## CHALLENGE 1
The passage on sex education below suggests several everyday activities during which parents can talk about sex and relationships. List all of them.

## SOURCE EXCERPT
begin
Some schools have started the conversation with children. Charlotte Nalumansi, co-director at Home Decor Network Kampala is one that attests to this. When she was in Primary Five at Aga Khan Primary School, she was gathered alongside fellow pupils to receive her first talk on body changes, bad touches and adolescence in general.
They were taught about gender changes like boys developing deepened voices, breast development in girls, pubic hair, bad touches where unless when at the doctor’s.
“It was mostly to get us to understand that these were natural body transformations and no one was to be teased about the natural changes. Sex was mentioned without actually explaining how it happened because we were made aware of the consequences such as pregnancy. It was assumed that we knew what they were talking about but we really knew nothing,” Nalumansi recounts.
She was lucky to get an early talk. According the to the UDHS report, girl’s sexual debut is 16 years, when they are in Senior Two (S.2) or thereabouts.
Knowing that there were consequences for engaging at an early age was a basically a good speed governor for her. To this day, the introductory message to body changes and sexuality is still very important and valid.
“One of the things that l always remember is seven minutes of fun can turn into a lifetime of regret. Depending on what consequences show up. And some people never get into any trouble, but they are aware that they could if they don’t protect themselves,” Nalumansi adds.
Nabateregga says that when girls get pregnant at an early age, they immediately panic because they realise their future hangs in balance and are not sure about what they parents, guardians or friends would say.
“They resort to abortions and many times it is unsafe abortion,” she adds. But as Nalumansi observes, the sad thing is the lack of this basic information in rural areas has led to belief in wrong stereotypes that if one showers after sex, they can wash away whatever may have been transfused during sexual intercourse.
Her call is for improvement in the way sex education is done or approached needs to be revised. Nabateregga acknowledges the Ministry of Education & Sport for working on a framework that we can work with as Civil Society Organisations (CSOs) or those working in schools to deliver this information on sex education. “I know that by the close of this year, we should be able to have a framework to guide us,” she adds.
She says the framework has a referral component on where young people can get services. “The reality is that majority of our young people are sexually active and we need to do something about it in helping them prevent STIs, pregnancies,” Nabateregga adds.
How parents can handle the ‘talk’
Tackling a sexuality conversation face to face as a serious sit down lecture can be fraught for all concerned. But talking about sex and relationships when you are driving, washing-up walking or shopping can relieve some of the eye-to-eye intensity of the situation.
The main thing is to make sure that the talk is not a one-off lecture but an ongoing conversation that your children feel they can come back to. Also, getting to know the topics a school will be covering over the coming term means you can anticipate questions and tackle them ‘casually’ through everyday conversations and support it in the home.
end
## INFORMATION PROVIDED
begin
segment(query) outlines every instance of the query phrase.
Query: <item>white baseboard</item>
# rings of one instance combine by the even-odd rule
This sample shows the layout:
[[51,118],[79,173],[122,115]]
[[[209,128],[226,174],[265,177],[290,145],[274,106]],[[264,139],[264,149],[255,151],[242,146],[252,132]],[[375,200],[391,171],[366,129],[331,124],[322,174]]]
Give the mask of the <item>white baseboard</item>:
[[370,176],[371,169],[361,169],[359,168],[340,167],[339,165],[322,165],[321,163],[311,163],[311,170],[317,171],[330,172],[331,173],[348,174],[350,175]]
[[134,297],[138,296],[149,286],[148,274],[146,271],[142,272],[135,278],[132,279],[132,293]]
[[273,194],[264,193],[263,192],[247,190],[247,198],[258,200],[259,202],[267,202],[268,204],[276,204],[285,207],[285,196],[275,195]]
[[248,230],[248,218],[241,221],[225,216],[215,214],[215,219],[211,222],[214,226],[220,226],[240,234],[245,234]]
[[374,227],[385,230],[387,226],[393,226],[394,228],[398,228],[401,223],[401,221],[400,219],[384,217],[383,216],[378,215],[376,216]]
end
## CHALLENGE 2
Reproduce the entire listing above, with the requests included. Offset every coordinate in the mask outlines given as answers by 104, and leave the layout sample unchanged.

## WRITTEN RESPONSE 1
driving, washing-up, walking, shopping

## WRITTEN RESPONSE 2
segment(query) outlines every instance of the query phrase.
Query: <item>white baseboard</item>
# rings of one instance combine by the even-odd rule
This sample shows the layout:
[[51,118],[79,173],[122,115]]
[[[209,128],[226,174],[265,177],[290,145],[274,106]],[[264,139],[264,149],[255,151],[242,146],[252,132]],[[375,200],[391,171],[366,129],[331,124],[322,174]]]
Give the mask of the <item>white baseboard</item>:
[[474,280],[475,273],[465,273],[463,272],[444,271],[443,269],[426,269],[425,267],[415,267],[415,274],[421,275],[434,276],[435,277],[452,278],[454,279]]
[[238,401],[242,400],[253,390],[252,378],[250,375],[246,376],[239,382],[236,383],[236,397]]
[[377,298],[368,297],[367,296],[351,294],[351,302],[362,304],[363,306],[371,306],[372,308],[380,308],[389,311],[389,300],[379,299]]
[[352,334],[352,322],[345,325],[329,320],[319,318],[319,323],[315,326],[318,330],[324,330],[344,338],[349,338]]
[[478,331],[489,334],[491,330],[497,330],[498,332],[502,332],[505,327],[505,325],[504,323],[488,321],[487,320],[482,319],[480,320]]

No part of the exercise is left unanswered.